> **TASK SET**
a) In the passage about Egeria, what comparison is used to describe keeping things in the historical moment of origin?
b) Retype the passage about Egeria, beginning at the words "In this reading" and stopping after "proves god’s power.".

> **READING TEXT**
Content starts
In this reading of the environment Egeria shows that place for her is space made meaningful by direct reference to a historical state matching biblical reference. It also seems to show she reads land as text, which is what supports the allegorical structuring of her travels. She isn’t a tourist in the way we think of tourism, but she’s moving through a materialized bible. Hence, everything that isn’t directly part of the biblical narrative is either “empty space” or its ruins proves god’s power.

I find such life-by-narrative interesting. I get the joy and power she finds in the “proof” she sees everywhere of her religion’s “correct” reading of reality, but I also am blown away by the work that must go into “vanishing” all evidence of its incorrectness. I know Egeria is unlikely to have heard of Hathor, and her link to the sycamore, but even if she had, the reference would have been turned to something Christian, as the “tree of truth” moment shows.

So much wonder gets missed when we do that to history.

Anyway, reading the land as materialized text is a powerful way to convert space into place but it is also a powerful way to temporalize. That is, this textual reading of space and time, refuses time and tries to keep things in the historical moment when meaning is at its origin. A bit like creating a snow globe but with real land.
Content ends
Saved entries
Content starts
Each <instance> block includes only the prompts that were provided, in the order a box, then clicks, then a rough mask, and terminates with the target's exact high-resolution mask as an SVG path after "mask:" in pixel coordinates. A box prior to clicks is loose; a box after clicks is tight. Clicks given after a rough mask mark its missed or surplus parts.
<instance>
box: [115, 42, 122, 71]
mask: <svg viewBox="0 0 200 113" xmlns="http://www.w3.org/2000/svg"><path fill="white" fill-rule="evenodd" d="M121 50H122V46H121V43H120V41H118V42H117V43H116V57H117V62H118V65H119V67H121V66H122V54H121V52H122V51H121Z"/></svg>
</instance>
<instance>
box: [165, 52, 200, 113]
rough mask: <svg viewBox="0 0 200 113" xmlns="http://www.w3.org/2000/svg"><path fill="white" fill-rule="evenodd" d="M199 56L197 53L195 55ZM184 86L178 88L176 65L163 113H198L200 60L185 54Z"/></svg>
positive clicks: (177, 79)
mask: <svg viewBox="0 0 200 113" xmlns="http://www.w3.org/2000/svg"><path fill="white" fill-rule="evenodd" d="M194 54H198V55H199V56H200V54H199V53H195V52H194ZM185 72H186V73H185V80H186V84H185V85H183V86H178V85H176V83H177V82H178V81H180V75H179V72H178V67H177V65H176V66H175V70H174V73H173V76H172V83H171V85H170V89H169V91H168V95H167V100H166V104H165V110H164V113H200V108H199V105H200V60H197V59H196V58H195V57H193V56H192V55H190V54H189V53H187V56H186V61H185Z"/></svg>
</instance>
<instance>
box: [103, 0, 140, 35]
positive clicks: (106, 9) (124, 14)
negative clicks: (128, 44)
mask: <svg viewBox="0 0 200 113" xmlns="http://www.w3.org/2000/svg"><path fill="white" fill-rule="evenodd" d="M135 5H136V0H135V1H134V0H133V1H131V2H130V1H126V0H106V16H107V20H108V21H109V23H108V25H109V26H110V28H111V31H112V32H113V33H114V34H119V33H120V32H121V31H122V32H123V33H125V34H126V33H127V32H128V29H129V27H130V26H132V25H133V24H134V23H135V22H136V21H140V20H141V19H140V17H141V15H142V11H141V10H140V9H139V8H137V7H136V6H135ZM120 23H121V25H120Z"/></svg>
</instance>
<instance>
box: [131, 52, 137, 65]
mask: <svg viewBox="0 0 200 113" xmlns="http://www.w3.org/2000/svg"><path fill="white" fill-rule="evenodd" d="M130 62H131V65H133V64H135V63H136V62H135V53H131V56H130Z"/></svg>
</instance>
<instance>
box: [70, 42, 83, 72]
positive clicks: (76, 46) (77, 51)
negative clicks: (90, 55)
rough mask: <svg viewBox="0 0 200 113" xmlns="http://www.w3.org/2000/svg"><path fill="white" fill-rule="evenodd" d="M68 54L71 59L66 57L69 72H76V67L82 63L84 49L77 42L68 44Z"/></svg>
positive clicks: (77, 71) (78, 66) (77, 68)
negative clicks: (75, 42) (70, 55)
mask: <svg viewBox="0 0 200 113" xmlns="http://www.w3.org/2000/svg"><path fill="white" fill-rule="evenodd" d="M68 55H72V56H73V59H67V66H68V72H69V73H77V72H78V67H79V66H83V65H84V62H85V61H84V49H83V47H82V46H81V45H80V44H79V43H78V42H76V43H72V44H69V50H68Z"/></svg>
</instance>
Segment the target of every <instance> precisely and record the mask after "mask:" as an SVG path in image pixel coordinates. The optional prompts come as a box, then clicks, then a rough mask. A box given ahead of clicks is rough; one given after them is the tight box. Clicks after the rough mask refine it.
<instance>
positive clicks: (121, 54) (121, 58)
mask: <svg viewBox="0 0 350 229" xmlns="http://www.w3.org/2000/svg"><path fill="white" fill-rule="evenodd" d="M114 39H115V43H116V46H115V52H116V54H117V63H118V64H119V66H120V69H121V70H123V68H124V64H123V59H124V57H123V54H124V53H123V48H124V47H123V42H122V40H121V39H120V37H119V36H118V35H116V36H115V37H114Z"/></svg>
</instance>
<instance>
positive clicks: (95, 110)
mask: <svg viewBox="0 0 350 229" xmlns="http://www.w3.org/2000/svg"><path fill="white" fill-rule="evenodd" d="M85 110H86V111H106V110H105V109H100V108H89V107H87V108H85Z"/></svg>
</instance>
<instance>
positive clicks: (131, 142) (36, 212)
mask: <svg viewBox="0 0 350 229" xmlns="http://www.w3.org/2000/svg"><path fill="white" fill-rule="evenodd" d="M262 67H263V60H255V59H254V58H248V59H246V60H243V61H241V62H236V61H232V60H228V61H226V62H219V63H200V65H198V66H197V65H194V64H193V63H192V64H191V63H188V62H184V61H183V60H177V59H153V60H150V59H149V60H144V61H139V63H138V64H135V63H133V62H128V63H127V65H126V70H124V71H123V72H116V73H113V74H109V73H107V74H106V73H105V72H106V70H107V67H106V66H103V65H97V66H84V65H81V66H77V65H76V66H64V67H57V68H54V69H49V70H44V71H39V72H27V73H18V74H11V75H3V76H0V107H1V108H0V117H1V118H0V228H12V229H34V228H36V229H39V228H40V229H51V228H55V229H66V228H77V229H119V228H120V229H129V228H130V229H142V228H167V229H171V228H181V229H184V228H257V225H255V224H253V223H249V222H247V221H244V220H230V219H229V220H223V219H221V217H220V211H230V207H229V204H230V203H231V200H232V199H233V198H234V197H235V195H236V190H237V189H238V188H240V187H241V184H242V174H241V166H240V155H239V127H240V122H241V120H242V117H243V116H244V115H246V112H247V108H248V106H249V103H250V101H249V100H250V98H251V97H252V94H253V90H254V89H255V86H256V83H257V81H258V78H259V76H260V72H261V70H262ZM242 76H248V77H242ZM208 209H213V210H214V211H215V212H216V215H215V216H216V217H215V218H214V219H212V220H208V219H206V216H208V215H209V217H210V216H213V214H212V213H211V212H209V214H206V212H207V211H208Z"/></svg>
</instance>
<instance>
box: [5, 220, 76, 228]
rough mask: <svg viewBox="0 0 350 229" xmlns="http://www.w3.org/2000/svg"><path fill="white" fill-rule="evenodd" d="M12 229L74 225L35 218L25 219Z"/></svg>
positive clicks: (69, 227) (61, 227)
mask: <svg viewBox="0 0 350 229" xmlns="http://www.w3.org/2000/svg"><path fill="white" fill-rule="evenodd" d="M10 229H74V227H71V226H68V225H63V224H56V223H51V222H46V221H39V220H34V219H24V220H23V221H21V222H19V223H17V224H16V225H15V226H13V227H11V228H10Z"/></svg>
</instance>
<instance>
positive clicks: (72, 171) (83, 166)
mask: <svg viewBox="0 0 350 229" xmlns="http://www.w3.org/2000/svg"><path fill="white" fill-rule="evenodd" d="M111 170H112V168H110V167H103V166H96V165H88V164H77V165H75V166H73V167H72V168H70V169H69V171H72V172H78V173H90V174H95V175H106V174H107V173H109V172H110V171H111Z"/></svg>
Content ends
> **RESULTS FOR EACH TASK**
a) It is likened to creating a snow globe but with real land.

b)
In this reading of the environment Egeria shows that place for her is space made meaningful by direct reference to a historical state matching biblical reference. It also seems to show she reads land as text, which is what supports the allegorical structuring of her travels. She isn’t a tourist in the way we think of tourism, but she’s moving through a materialized bible. Hence, everything that isn’t directly part of the biblical narrative is either “empty space” or its ruins proves god’s power.